Saved entries
_ _ _ _ _
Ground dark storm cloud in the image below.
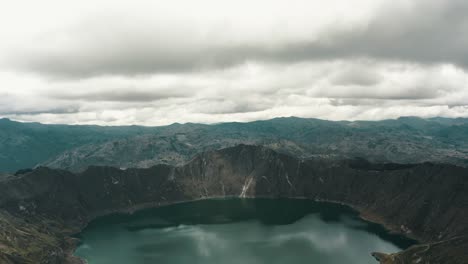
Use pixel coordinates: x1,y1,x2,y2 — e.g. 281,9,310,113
256,0,468,68
5,0,468,78
52,89,189,102
0,106,80,116
193,98,272,114
323,83,443,100
329,98,431,107
331,68,382,86
321,0,468,67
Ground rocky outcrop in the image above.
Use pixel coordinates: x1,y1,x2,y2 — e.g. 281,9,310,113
0,145,467,263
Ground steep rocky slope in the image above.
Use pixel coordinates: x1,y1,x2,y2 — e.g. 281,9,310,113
0,145,467,263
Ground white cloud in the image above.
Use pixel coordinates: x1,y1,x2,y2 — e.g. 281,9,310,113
0,0,467,125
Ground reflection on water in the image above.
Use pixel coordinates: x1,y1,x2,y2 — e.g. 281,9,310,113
74,198,415,264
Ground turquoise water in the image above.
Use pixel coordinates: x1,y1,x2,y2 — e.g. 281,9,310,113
75,198,415,264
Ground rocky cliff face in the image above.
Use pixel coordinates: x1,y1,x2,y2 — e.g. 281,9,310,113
0,145,467,263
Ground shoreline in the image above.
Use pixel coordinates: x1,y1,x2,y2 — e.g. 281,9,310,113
4,144,465,263
65,196,420,264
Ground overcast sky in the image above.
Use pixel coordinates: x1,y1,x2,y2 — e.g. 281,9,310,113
0,0,467,125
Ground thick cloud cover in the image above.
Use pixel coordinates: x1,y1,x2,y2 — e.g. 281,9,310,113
0,0,467,125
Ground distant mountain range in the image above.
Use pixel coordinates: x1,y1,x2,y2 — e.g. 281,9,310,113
1,116,468,172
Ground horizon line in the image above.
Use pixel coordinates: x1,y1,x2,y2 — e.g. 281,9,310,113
1,115,467,128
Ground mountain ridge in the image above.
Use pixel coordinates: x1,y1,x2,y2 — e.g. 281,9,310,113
0,145,467,264
43,116,468,172
2,116,468,172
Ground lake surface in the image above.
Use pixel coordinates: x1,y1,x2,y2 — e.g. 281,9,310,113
74,198,415,264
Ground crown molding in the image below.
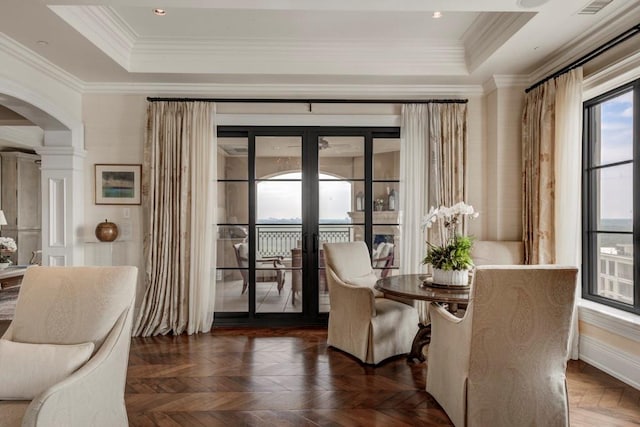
_ _ _ _ _
» **HOW TO COMPLETE THIS TASK**
Scan the entries above for the word "cloud". Report the lines that hold it.

» **EXERCISE RESULT**
Ground dark storm cloud in the image below.
Ground white cloud in the image above.
Ground thick cloud cover in the image above.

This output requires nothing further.